[[ Passage for review, beginning ]]

How has Islamic Asset Management traditionally fared in the region when up against conventional products?
Traditionally, the Islamic Asset Management (IAM) area has always grown better than traditional assets (13% versus 11% over 5 years ending 2021). But the issue is that IAM’s are very small compared to the traditional assets. The funds are very small, the range is small and extremely few providers are offering a range of products. Marketing of IAM products is also very basic, do not appeal to the complex segmentation of the regional market and are challenging to subscribe to. Whether we are speaking about the retail customer, professional client, family office client, managed client or institutional client, IAM products struggle to even get on the list even if there is an appetite or allocation for IAM products. Consequently, in the heartland of Islam and in the wider middle east, it is unfortunate that IAM products aren’t more wide-spread, and the same issue occurs in other countries with a substantial Muslim population such as India, Indonesia, UK, Germany, etc.
Have Islamic funds AUMs been increasing in recent years, both regionally and globally?
Islamic Funds AUM have increased in recent years but while the appeal of global Islamic Finance is growing overall, structural issues place a brake on its’ potential and wider market appeal that could be loosened with progress toward standardisation. However, with positive forces in some core markets, Islamic finance assets are set to grow through 2024. Indeed, prior to this, in the decade up to the beginning of 2022, the global Islamic funds market grew by around 300%, with assets under management growing by nearly 14% in 2020, in spite this year being in the thick of the Covid-19 pandemic. Regarding Sukuk, issuance in the GCC was $9.75 billion in 2022 and grew to almost $30 billion the following year, 2023, with the first quarter of this year heading toward a figure of $15 billion.

[[ Passage for review, end ]]
[[ Records supplied, beginning ]]

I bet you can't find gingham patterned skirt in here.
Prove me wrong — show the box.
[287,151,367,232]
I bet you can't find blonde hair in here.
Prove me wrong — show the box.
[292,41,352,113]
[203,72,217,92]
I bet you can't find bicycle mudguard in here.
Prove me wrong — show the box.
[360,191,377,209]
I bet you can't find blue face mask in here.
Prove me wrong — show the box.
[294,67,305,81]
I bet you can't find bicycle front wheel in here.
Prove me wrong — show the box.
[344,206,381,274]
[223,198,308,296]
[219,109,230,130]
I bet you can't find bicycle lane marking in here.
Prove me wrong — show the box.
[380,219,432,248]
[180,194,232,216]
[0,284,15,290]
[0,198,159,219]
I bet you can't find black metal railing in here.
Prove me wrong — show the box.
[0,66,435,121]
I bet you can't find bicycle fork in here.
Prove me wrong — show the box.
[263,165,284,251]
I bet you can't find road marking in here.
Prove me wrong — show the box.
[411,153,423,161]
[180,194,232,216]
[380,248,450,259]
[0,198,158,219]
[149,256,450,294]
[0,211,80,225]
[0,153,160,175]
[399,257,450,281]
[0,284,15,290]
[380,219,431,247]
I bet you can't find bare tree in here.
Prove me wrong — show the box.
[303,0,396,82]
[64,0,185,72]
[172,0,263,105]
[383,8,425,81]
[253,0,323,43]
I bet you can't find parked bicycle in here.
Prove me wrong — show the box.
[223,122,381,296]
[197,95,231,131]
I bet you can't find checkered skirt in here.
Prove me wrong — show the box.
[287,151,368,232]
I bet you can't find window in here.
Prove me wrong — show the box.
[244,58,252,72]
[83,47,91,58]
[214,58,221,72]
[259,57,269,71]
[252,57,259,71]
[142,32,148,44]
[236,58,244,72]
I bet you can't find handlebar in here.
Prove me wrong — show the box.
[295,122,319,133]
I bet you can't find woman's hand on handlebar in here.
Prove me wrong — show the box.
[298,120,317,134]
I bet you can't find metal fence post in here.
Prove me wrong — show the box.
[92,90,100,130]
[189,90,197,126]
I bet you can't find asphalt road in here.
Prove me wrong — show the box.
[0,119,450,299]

[[ Records supplied, end ]]

Directions for this task | Quote the passage on Islamic asset management word for word, starting at "Have Islamic funds" and ending at "of $15 billion.". This material stands apart from the passage on Islamic asset management.

Solution |
Have Islamic funds AUMs been increasing in recent years, both regionally and globally?
Islamic Funds AUM have increased in recent years but while the appeal of global Islamic Finance is growing overall, structural issues place a brake on its’ potential and wider market appeal that could be loosened with progress toward standardisation. However, with positive forces in some core markets, Islamic finance assets are set to grow through 2024. Indeed, prior to this, in the decade up to the beginning of 2022, the global Islamic funds market grew by around 300%, with assets under management growing by nearly 14% in 2020, in spite this year being in the thick of the Covid-19 pandemic. Regarding Sukuk, issuance in the GCC was $9.75 billion in 2022 and grew to almost $30 billion the following year, 2023, with the first quarter of this year heading toward a figure of $15 billion.